- WHAT TO PRODUCE -
Take the entries that follow and return exactly the lines from the one holding "Target = metal railing" through the one holding "Target = sneaker", both included. Nothing else is needed.
::::
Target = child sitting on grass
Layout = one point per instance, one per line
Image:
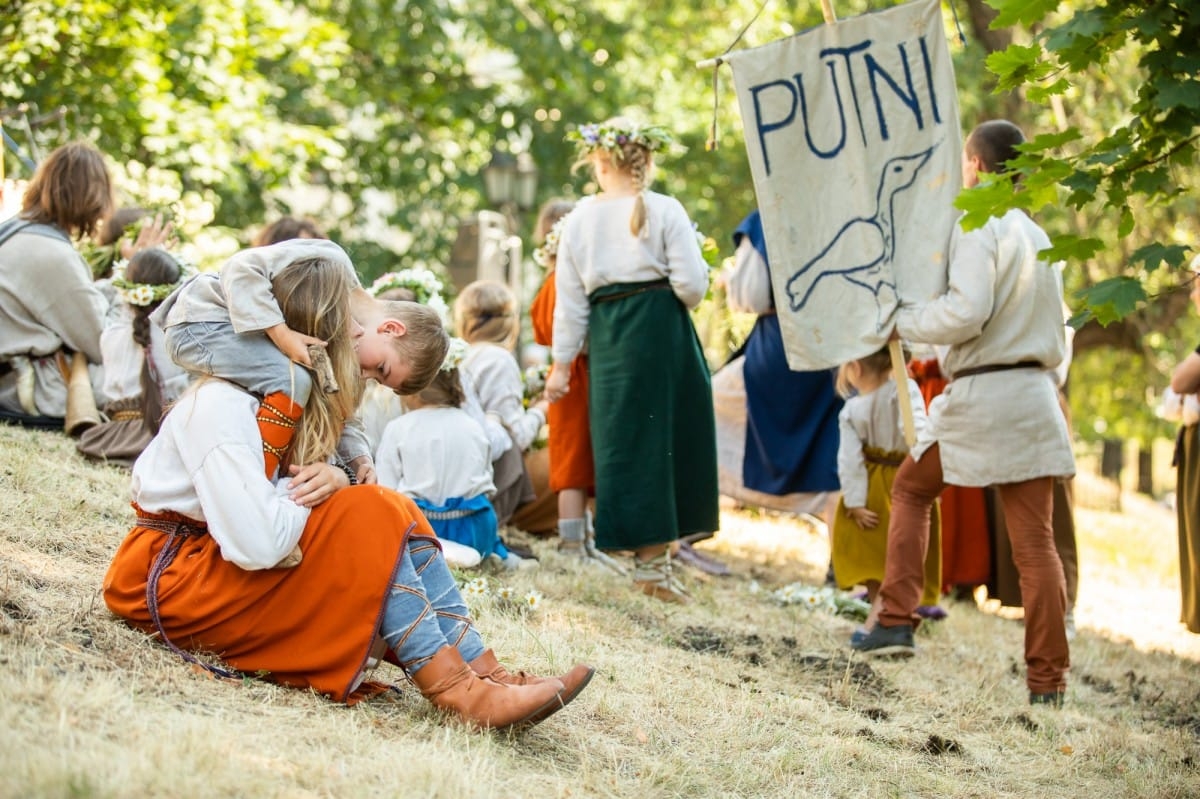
(437, 454)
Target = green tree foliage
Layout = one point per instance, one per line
(378, 116)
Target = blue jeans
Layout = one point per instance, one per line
(425, 611)
(251, 360)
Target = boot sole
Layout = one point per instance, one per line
(561, 701)
(894, 650)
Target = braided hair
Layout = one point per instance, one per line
(150, 266)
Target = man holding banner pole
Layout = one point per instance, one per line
(999, 422)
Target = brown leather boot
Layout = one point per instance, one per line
(449, 683)
(277, 418)
(573, 682)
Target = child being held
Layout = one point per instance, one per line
(437, 454)
(232, 328)
(870, 450)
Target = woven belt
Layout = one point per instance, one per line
(997, 367)
(882, 460)
(655, 286)
(445, 516)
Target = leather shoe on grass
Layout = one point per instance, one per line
(895, 642)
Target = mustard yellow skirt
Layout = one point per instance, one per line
(858, 554)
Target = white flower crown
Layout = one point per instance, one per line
(549, 247)
(455, 353)
(143, 294)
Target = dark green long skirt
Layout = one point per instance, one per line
(1187, 506)
(653, 433)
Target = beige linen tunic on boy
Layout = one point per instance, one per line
(1003, 305)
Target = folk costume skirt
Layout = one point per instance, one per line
(570, 438)
(1188, 512)
(858, 554)
(309, 626)
(653, 433)
(791, 443)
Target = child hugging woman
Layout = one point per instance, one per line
(870, 450)
(437, 454)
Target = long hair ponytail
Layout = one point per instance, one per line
(151, 266)
(315, 298)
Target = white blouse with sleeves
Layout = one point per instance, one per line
(598, 248)
(207, 463)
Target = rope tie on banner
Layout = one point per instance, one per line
(711, 144)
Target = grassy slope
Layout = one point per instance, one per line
(730, 697)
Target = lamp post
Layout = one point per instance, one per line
(510, 182)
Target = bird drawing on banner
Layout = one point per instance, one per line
(863, 247)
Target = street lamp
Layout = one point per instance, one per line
(510, 182)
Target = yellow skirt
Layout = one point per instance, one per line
(858, 554)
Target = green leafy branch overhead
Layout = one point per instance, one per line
(1144, 161)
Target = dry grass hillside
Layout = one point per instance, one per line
(733, 696)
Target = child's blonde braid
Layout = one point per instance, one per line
(636, 158)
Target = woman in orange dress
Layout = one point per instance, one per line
(303, 580)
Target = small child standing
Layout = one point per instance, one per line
(232, 328)
(870, 450)
(571, 475)
(139, 378)
(439, 456)
(486, 317)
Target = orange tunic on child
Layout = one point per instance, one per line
(570, 442)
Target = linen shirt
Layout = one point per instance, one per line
(1002, 305)
(48, 301)
(436, 454)
(124, 359)
(598, 248)
(207, 463)
(496, 379)
(241, 294)
(873, 420)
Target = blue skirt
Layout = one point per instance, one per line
(791, 419)
(467, 521)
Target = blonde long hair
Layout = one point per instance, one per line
(636, 160)
(315, 298)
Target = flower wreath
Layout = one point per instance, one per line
(455, 353)
(549, 247)
(420, 281)
(143, 294)
(612, 138)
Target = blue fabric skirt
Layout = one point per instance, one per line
(791, 419)
(466, 521)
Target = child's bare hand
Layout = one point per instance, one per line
(557, 383)
(313, 484)
(364, 470)
(865, 518)
(292, 343)
(155, 233)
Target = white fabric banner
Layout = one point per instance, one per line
(855, 146)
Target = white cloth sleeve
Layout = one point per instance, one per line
(246, 278)
(685, 264)
(960, 313)
(501, 392)
(571, 307)
(748, 284)
(250, 517)
(851, 466)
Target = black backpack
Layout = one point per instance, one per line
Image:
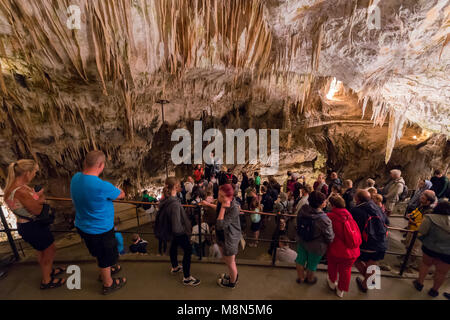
(163, 226)
(404, 193)
(305, 228)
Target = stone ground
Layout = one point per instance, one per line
(153, 281)
(148, 272)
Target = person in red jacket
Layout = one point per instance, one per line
(344, 250)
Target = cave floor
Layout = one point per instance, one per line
(154, 281)
(148, 273)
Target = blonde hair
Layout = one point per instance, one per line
(170, 184)
(17, 169)
(372, 191)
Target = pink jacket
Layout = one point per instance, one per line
(337, 248)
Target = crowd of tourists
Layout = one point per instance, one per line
(334, 222)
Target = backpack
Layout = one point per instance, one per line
(305, 228)
(163, 226)
(374, 230)
(404, 193)
(352, 236)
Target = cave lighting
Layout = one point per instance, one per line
(335, 86)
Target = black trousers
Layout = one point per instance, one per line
(162, 246)
(183, 242)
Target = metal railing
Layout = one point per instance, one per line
(274, 242)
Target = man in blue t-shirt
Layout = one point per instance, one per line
(94, 218)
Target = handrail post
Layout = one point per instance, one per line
(274, 241)
(200, 231)
(137, 215)
(408, 252)
(9, 235)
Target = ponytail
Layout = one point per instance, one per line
(17, 169)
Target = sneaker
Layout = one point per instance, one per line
(417, 285)
(225, 283)
(227, 277)
(331, 284)
(385, 267)
(191, 281)
(176, 270)
(433, 293)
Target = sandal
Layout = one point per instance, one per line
(313, 281)
(115, 286)
(57, 271)
(361, 287)
(52, 284)
(115, 269)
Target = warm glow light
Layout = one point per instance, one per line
(334, 88)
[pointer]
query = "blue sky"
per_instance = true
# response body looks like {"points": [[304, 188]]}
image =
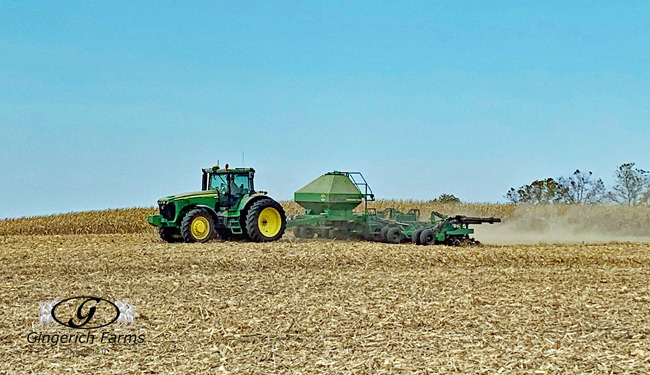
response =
{"points": [[114, 104]]}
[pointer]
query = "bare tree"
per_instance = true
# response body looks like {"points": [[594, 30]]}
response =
{"points": [[580, 188], [538, 192], [632, 186], [447, 198]]}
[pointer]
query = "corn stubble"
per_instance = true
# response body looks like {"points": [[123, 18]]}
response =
{"points": [[313, 306]]}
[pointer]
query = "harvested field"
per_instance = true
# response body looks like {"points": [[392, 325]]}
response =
{"points": [[310, 306], [522, 224]]}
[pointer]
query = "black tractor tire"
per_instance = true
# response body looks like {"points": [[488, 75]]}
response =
{"points": [[382, 234], [394, 235], [170, 235], [415, 237], [198, 226], [427, 237], [265, 221]]}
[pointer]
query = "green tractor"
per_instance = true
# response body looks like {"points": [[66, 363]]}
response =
{"points": [[227, 207]]}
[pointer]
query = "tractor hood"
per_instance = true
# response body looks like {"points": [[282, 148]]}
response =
{"points": [[188, 195]]}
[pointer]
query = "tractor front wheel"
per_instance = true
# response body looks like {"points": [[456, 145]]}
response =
{"points": [[197, 226], [265, 221], [169, 234]]}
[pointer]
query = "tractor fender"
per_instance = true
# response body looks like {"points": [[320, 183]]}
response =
{"points": [[190, 207], [245, 204]]}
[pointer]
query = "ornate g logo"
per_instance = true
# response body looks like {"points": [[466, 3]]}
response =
{"points": [[100, 311]]}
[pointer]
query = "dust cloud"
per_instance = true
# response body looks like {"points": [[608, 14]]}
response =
{"points": [[569, 224]]}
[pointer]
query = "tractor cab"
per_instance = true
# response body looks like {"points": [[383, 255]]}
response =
{"points": [[231, 184]]}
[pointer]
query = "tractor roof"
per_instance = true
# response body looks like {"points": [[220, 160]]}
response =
{"points": [[216, 169]]}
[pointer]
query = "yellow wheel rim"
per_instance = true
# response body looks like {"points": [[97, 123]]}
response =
{"points": [[269, 222], [200, 228]]}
::::
- WRITTEN RESPONSE -
Target = metal railing
Layout = one point per instance, one per line
(274, 242)
Target = man in blue t-shirt
Layout = one point per instance, one per line
(94, 218)
Target = handrail post
Layout = one point per instance, one per line
(274, 241)
(200, 231)
(137, 215)
(408, 252)
(9, 235)
Target = ponytail
Layout = one point per instance, one per line
(17, 169)
Target = sneaker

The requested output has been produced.